Records for this exercise =>
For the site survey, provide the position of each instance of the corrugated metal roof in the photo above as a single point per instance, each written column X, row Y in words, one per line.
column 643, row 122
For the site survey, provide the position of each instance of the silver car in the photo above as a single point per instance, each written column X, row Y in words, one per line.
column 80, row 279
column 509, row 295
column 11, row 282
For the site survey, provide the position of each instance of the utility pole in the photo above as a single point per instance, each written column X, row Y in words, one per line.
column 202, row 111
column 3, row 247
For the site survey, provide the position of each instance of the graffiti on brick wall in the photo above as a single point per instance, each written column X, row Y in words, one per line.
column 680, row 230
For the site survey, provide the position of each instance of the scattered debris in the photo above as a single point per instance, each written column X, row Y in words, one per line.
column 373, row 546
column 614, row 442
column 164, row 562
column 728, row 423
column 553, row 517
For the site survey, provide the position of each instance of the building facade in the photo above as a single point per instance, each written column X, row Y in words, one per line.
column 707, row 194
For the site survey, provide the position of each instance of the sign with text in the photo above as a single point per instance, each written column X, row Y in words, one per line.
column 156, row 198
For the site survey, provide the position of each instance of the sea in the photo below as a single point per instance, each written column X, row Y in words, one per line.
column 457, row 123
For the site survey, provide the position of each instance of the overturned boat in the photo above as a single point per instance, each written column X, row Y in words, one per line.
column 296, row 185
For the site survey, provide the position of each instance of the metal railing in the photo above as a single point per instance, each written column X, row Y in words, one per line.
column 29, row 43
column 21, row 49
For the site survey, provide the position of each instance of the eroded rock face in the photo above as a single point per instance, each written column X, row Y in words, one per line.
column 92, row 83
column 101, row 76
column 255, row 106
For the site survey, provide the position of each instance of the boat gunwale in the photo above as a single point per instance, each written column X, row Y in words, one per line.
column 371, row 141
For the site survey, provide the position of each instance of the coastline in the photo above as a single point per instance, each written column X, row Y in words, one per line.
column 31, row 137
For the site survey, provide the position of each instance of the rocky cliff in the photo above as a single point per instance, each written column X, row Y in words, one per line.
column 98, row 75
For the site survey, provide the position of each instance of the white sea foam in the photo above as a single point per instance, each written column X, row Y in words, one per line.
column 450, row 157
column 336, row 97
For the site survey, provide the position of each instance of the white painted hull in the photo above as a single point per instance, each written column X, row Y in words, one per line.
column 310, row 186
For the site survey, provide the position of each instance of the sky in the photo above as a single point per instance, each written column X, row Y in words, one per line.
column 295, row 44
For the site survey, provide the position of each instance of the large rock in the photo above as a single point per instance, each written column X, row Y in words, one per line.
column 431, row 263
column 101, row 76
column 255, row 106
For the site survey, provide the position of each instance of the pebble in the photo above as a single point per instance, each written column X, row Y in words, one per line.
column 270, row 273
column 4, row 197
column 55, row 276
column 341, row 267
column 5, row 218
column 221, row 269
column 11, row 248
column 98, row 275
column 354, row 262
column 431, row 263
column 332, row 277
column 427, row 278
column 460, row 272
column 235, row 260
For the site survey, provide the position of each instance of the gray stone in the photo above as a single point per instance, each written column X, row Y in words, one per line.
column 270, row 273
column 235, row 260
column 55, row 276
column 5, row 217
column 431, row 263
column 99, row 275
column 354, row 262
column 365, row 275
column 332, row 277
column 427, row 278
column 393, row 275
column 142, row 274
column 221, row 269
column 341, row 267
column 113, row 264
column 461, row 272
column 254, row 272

Exercise => The records above are to be given again in full, exactly.

Answer section =>
For the site survey, provide the position of each instance of the corrugated metal roof in the photo above as a single point per instance, each written column X, row Y in words, one per line.
column 643, row 122
For the site survey, provide the position of each instance of the silver car in the photo above as a single point per instance, each written column X, row Y in words, one per line.
column 80, row 279
column 509, row 295
column 11, row 282
For the site survey, provide the position of each instance of the utility pole in the photo above as a single point per instance, each written column X, row Y in words, one per line.
column 202, row 111
column 3, row 247
For the site survey, provide the position of each instance of the graffiti on brick wall in the photo above as a single point per instance, each written column X, row Y in words, one per line.
column 680, row 230
For the site survey, provide the position of each instance of the scattered debris in the photo above as a single point per instance, each written column X, row Y in words, one per line.
column 373, row 546
column 614, row 442
column 164, row 562
column 728, row 423
column 553, row 517
For the site survey, provide the position of each instance of the building facade in the photo above as a single point per instance, each written column X, row Y in words, one per line.
column 707, row 194
For the site survey, provide the position of each instance of the sign with text in the photo above as a single point per instance, each written column X, row Y in words, one per line.
column 156, row 198
For the site survey, provide the position of each instance of the sea in the photo below as a single point per instance, each written column X, row Y in words, one per line.
column 457, row 123
For the site survey, provide the position of each instance of the overturned boat in the photo above as a single point per instance, each written column X, row Y in words, one per line.
column 296, row 185
For the site survey, provide the position of each instance of the metal railing in the photo above as a single point per instance, each written column X, row Y in words, one per line.
column 29, row 43
column 21, row 49
For the site survey, provide the position of each instance of the eroded rock face in the photo above as a single point per instance, each written column X, row Y in words, one per line.
column 92, row 83
column 101, row 76
column 255, row 106
For the site survey, provide the position of each instance of the boat gunwale in the photo above as a single point per instance, each written column X, row Y in words, one per line.
column 371, row 141
For the site survey, provide the position of each instance of the coastline in the photo above as a single point per instance, each written column X, row Y in words, one per line.
column 31, row 137
For the site survey, provide the position of each instance of the rocky cliff in the photo above as a single point per instance, each written column X, row Y in words, one per line.
column 98, row 75
For the site survey, provide the position of each instance of the white sea foam in the photo above as a single point per instance, each written column X, row Y in words, one per line.
column 450, row 157
column 336, row 97
For the site survey, provide the position of each instance of the white painted hull in the photo above as a single point per instance, each written column X, row Y in words, one per line.
column 310, row 186
For the site survey, provide the position of each instance of the sky in the photo above as a single point per instance, each written column X, row Y in words, one per line.
column 295, row 44
For the site survey, provide the position of each instance of the large rock in the photo above as a single point per instance, each written column X, row Y in words, one per line.
column 431, row 263
column 101, row 76
column 255, row 106
For the site survey, provide the position of each instance of the pebble in the photo above as a single point per instance, each written column X, row Y in words, one per line.
column 270, row 273
column 4, row 197
column 55, row 276
column 341, row 267
column 5, row 218
column 221, row 269
column 11, row 248
column 98, row 275
column 354, row 262
column 431, row 263
column 332, row 277
column 427, row 278
column 460, row 272
column 235, row 260
For the site survey, provide the position of each instance of the gray stone in the photo above as a single point per instance, each written column X, row Y in words, one per line.
column 270, row 273
column 235, row 260
column 55, row 276
column 5, row 217
column 431, row 263
column 99, row 275
column 354, row 262
column 365, row 275
column 332, row 277
column 427, row 278
column 393, row 275
column 142, row 274
column 221, row 269
column 341, row 267
column 113, row 264
column 461, row 272
column 254, row 272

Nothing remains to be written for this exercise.